Levels of mRNA coding for motoneuron growth-promoting factors are increased in denervated muscle.

Partial denervation of skeletal muscle induces sprouting of axons remaining within the muscle, possibly as a result of increased synthesis by denervated muscle fibers of motoneuron growth-promoting factors. Direct verification of this hypothesis has not been possible because the molecules responsible are not unambiguously characterized. We used Xenopus oocytes as a functional assay for mRNAs coding for secreted growth factors: preparations of mRNA from innervated and denervated neonatal muscle were injected into oocytes. Three days later, oocytes injected with denervated muscle mRNA expressed increased levels of nicotinic acetylcholine receptor and voltage-dependent sodium channels at their membrane. Proteins secreted by the same oocytes were tested for their effects on (i) neurite outgrowth from embryonic chicken ventral spinal cord neurons; (ii) survival in mixed culture of embryonic chicken motoneurons identified using the SC1 antibody; and (iii) survival of embryonic motoneurons purified by panning on SC1 antibody. In all three assays, media conditioned by oocytes injected with mRNA from denervated muscle contained significantly higher levels of biological activity than did those from oocytes injected with innervated muscle mRNA or water. mRNA was prepared from muscle at different times after denervation: a maximal increase was obtained already after 1 day, consistent with an involvement in sprouting. Synthesis of motoneuron growth-promoting factors is thus regulated by denervation in a parallel fashion to that of other key components of the neuromuscular junction.

▸ **Activity**:
The abstract on denervated muscle states that its researchers injected muscle mRNA into Xenopus oocytes instead of testing their hypothesis directly. In one to three sentences, explain why this approach was needed.

▸ **Extracted records**:
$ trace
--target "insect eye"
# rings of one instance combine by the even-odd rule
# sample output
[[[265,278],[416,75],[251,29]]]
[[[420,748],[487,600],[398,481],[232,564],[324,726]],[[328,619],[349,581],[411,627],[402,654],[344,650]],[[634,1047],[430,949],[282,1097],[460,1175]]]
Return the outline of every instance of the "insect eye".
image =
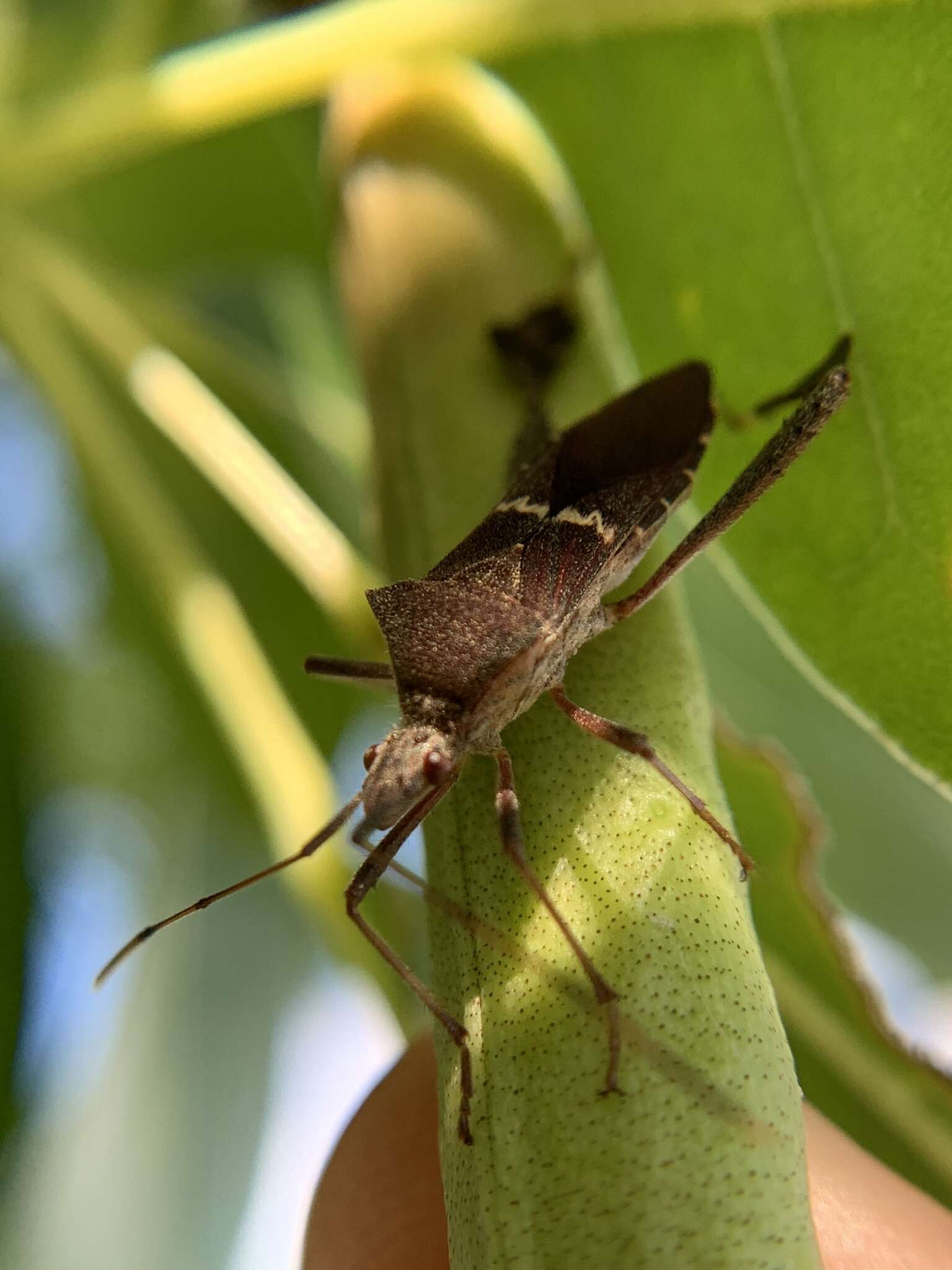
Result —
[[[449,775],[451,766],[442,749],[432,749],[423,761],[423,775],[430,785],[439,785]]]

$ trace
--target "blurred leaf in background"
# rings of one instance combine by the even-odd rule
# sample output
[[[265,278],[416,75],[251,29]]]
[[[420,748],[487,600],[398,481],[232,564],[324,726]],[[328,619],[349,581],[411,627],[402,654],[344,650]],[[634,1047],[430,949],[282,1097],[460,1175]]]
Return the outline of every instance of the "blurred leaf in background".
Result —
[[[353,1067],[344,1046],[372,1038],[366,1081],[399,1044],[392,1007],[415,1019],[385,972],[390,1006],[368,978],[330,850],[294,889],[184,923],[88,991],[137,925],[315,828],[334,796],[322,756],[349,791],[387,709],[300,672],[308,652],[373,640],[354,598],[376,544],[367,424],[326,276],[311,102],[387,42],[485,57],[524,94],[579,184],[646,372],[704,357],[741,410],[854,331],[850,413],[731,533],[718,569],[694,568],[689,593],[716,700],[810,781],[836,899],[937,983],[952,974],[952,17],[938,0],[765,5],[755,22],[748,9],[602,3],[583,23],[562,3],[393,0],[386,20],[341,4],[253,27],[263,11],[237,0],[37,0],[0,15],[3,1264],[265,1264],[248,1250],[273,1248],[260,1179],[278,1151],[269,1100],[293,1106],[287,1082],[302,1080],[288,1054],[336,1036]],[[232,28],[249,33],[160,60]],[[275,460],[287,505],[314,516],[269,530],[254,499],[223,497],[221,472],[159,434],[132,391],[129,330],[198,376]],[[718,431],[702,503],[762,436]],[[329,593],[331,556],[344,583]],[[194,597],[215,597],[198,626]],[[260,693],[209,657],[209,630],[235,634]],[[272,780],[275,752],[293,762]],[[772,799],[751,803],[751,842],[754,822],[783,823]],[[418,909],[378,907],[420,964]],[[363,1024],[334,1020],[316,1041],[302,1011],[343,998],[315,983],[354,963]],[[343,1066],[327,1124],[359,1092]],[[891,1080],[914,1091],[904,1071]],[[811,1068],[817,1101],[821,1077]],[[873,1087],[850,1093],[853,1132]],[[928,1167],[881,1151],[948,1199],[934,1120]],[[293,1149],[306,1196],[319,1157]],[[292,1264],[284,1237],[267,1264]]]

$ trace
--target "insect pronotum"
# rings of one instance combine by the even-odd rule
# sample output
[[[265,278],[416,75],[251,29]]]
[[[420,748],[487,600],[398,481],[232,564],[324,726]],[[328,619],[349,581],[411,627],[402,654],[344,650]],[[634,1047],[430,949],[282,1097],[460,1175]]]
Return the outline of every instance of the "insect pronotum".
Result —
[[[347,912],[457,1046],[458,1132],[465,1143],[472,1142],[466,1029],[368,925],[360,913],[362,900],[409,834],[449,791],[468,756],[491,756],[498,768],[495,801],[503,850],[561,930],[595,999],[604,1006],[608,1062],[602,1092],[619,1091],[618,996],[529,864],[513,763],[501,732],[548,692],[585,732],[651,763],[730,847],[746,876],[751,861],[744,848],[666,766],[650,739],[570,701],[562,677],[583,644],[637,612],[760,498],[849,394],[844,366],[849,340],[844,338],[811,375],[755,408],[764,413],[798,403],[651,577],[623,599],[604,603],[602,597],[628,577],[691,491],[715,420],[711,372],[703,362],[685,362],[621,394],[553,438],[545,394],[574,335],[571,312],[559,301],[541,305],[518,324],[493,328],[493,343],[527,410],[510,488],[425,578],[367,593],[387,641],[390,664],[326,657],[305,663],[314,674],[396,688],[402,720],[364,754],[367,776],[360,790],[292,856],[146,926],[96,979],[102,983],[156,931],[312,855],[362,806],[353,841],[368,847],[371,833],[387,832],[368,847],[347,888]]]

--

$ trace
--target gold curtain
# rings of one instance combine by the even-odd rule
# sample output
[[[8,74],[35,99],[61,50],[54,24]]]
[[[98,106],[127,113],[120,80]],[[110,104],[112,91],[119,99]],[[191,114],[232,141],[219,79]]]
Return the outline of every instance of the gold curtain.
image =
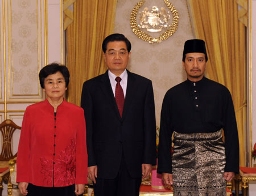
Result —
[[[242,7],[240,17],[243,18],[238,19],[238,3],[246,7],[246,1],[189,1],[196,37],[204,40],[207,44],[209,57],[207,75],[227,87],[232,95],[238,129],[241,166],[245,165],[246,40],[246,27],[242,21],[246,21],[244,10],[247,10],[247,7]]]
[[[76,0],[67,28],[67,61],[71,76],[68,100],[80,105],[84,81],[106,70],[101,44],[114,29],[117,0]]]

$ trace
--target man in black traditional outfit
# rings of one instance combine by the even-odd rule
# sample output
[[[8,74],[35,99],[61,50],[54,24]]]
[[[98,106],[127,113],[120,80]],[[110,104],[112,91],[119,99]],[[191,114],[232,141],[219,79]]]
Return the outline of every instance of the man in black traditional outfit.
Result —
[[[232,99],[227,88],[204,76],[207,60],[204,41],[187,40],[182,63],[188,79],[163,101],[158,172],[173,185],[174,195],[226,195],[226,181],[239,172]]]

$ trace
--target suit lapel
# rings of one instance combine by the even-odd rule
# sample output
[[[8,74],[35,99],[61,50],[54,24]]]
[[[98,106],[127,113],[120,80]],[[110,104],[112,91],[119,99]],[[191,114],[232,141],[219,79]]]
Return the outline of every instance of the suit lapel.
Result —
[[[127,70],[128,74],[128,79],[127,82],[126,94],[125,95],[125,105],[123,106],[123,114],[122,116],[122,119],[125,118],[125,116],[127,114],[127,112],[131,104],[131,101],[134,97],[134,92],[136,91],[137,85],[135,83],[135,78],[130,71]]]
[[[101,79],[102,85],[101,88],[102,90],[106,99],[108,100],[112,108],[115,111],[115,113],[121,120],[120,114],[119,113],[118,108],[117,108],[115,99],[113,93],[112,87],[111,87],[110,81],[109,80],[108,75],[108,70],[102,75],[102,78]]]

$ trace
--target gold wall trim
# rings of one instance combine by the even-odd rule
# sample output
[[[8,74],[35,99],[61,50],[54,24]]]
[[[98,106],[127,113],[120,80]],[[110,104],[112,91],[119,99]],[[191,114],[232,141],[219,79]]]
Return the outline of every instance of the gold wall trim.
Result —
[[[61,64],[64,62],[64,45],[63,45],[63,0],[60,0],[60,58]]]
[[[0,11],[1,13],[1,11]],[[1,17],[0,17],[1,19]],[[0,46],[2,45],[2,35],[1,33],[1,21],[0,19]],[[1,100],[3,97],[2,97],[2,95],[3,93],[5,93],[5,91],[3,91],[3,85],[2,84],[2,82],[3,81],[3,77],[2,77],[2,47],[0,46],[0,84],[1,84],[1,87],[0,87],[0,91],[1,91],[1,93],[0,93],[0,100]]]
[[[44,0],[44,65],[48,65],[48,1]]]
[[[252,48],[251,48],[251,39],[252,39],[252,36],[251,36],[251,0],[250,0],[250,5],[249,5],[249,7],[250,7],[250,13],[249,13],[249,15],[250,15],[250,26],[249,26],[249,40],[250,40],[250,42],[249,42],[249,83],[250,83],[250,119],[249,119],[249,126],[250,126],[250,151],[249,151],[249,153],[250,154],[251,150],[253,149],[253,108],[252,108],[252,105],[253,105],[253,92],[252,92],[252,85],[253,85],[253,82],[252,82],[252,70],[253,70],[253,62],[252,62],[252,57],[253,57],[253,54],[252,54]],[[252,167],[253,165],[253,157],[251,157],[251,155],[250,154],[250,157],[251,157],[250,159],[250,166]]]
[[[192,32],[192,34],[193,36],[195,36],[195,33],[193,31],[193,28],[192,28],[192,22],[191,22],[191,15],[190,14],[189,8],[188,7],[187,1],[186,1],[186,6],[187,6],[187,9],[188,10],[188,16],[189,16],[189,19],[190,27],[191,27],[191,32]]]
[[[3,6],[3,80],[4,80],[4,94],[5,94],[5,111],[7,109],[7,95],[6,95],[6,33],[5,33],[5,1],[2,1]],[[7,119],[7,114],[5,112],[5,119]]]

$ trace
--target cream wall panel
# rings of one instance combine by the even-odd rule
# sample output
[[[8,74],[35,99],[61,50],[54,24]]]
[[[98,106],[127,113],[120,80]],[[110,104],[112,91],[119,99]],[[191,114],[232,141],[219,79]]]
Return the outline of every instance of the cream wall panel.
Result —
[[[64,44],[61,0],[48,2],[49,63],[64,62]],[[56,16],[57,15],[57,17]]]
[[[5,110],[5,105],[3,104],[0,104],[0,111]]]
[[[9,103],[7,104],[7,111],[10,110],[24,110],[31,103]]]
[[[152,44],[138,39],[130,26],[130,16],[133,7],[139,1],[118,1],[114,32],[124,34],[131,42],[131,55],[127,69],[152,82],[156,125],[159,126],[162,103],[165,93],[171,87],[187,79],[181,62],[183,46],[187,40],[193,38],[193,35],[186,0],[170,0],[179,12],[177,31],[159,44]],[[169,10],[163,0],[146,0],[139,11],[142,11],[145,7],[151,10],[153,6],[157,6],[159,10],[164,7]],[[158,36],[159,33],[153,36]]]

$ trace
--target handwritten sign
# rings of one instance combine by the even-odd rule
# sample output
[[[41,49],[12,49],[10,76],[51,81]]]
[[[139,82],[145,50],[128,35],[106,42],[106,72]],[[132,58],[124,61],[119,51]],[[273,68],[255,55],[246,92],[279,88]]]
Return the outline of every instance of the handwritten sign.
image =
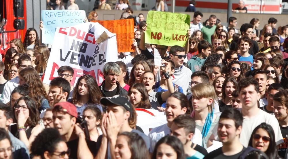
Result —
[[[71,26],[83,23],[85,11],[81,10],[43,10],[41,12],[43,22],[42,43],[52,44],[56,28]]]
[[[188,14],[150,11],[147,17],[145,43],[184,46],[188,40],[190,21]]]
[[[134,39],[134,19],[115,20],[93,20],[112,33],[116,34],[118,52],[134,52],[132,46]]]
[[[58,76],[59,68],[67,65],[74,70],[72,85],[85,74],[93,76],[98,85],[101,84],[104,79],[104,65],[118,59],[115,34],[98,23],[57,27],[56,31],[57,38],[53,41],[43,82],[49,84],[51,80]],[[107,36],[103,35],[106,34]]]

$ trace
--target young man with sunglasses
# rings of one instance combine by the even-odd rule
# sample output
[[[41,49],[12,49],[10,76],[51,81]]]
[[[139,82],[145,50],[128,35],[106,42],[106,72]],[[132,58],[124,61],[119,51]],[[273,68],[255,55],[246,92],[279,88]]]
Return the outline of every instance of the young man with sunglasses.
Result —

--

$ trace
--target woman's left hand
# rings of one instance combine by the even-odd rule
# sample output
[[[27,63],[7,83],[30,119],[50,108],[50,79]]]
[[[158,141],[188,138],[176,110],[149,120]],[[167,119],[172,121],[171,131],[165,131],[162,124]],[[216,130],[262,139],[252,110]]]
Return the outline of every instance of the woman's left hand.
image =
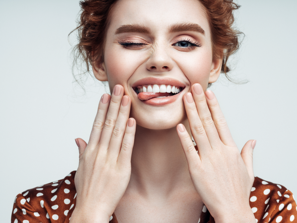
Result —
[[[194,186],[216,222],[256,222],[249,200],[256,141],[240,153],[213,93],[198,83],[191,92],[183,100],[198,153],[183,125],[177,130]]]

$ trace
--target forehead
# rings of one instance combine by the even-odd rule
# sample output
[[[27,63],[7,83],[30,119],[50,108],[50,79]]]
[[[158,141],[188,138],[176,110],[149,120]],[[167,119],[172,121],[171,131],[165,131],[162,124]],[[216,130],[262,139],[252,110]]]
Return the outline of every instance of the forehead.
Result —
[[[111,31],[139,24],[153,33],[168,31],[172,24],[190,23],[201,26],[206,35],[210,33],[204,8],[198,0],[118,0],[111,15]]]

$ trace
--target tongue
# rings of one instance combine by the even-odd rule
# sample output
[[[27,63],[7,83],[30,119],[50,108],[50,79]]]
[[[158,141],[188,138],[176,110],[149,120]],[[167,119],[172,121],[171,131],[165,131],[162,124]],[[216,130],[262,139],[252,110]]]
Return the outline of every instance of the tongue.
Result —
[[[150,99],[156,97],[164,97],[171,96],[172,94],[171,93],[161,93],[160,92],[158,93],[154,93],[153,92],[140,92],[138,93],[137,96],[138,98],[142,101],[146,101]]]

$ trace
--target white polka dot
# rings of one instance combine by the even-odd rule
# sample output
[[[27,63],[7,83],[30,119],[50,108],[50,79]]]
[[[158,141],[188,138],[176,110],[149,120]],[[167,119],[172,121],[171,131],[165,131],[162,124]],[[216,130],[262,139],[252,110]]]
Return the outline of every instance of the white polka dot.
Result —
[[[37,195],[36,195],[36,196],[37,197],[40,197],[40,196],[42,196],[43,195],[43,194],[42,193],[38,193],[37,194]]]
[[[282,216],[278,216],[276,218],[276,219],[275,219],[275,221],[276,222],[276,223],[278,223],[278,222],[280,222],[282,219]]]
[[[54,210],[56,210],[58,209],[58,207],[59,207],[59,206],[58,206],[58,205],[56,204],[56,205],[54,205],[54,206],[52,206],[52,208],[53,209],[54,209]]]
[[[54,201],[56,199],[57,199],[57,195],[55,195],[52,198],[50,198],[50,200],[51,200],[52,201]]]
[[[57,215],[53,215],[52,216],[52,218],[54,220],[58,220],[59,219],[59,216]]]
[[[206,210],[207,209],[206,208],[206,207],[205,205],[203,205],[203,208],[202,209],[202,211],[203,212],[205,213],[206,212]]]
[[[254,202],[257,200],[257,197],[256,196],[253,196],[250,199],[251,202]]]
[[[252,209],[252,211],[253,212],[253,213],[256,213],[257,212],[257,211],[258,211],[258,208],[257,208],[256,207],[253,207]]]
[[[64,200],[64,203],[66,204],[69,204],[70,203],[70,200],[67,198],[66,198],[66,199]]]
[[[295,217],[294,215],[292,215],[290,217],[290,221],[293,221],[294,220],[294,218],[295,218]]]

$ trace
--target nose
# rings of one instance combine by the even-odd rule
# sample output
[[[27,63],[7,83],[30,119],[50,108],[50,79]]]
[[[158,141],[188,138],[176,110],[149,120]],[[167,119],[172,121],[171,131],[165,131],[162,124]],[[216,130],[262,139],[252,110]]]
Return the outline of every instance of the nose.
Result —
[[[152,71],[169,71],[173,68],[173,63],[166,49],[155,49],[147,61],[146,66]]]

▸ **Problem solution**:
Direct verification was not possible because the molecules responsible for promoting motoneuron growth are not unambiguously characterized. Injecting mRNA from innervated and denervated muscle into Xenopus oocytes provided a functional assay for mRNAs coding for secreted growth factors.